ページ —
一方、所定の制御タイミングにて、ピックアップローラ12が駆動されて、給紙カセット11に積載収納されている被記録材Pが繰り出され、リタードローラ13により最上位の被記録材のみが1枚分離される。その被記録材Pが、シートパス14を通って、プレフィードセンサ19に至る。あるいは手差し給紙モードが選択されている場合には、手差し給紙トレイ15側の給紙ローラ16が駆動されて、分離パッド17との協働で、トレイ15上の積載の被記録材Pが1枚分離されて給送される。その被記録材Pが、シートパス18を通って、プレフィードセンサ19に至る。
給紙カセット11側または手差し給紙トレイ15側から給送された被記録材Pはプレフィードセンサ19とレジストローラ20で一時待機する。その後、レジストローラ20、レジストセンサ21、転写前ガイド22を通過して、感光体1と転写ローラ5との当接ニップ部である転写ニップ部N(画像形成部)に給紙される。

練習問題 —
1. 上にある被記録材の給送についての文章から、登場するローラをすべて符号付きで挙げてください。
2. 被記録材の給送について述べた上の文章を、最後の文の後から書き継いでください。

提供資料 —
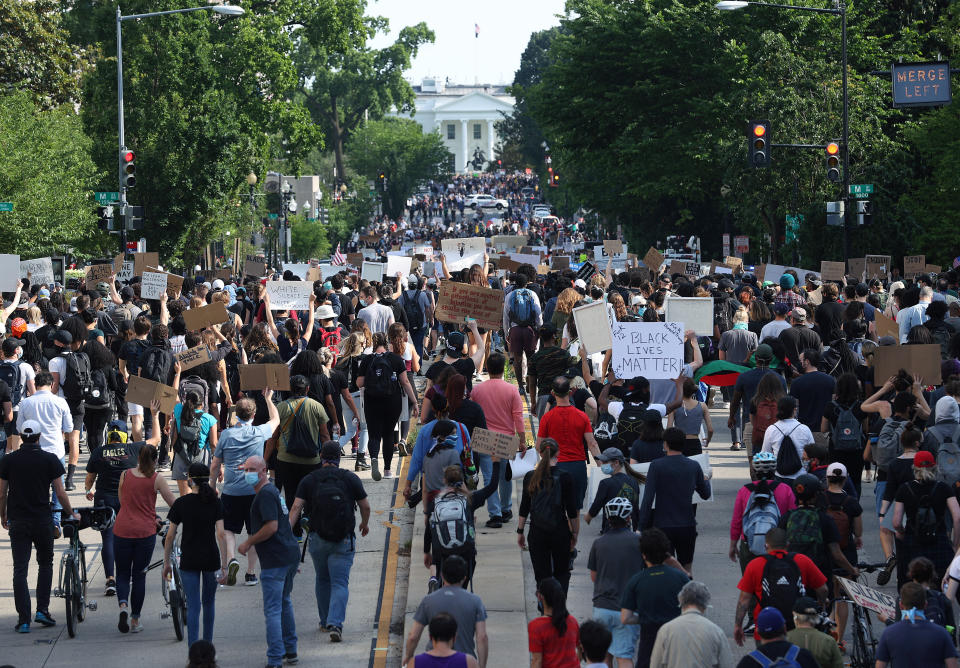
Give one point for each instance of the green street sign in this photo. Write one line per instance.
(104, 198)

想定解答 —
1. ピックアップローラ12、リタードローラ13、給紙ローラ16、レジストローラ20、転写ローラ5

2.
転写ローラ5は、弾性層を有する回転体形状の接触帯電部材であり、感光体1に対して加圧接触させて転写ニップ部Nを形成させている。転写ローラ5は駆動手段(不図示)により矢示bの反時計方向に感光体1の回転速度に対応した所定の周速度で回転駆動される。被記録材Pは、レジストセンサ21によって感光体1の表面に形成されたトナー像と同期取りされて転写ニップ部Nに供給される。そして、被記録材Pが転写ニップ部Nを挟持搬送されていく過程において、転写ローラ5に対して高圧電源(不図示)からトナーと逆極性の所定の転写バイアスが印加されて、感光体1面のトナー像が被記録材Pの面に順次に静電転写されていく。
転写ニップ部Nを出た被記録材Pは、感光体1面から分離され、シートパス23を通って定着装置(定着手段)24へ導入される。
一方、被記録材Pに対するトナー像転写後の感光体1の表面は、クリーニング装置6のクリーニングブレード6aにより拭掃される。これにより、感光体1は、転写残留トナーの除去を受けて清掃されて、繰り返して作像に供される。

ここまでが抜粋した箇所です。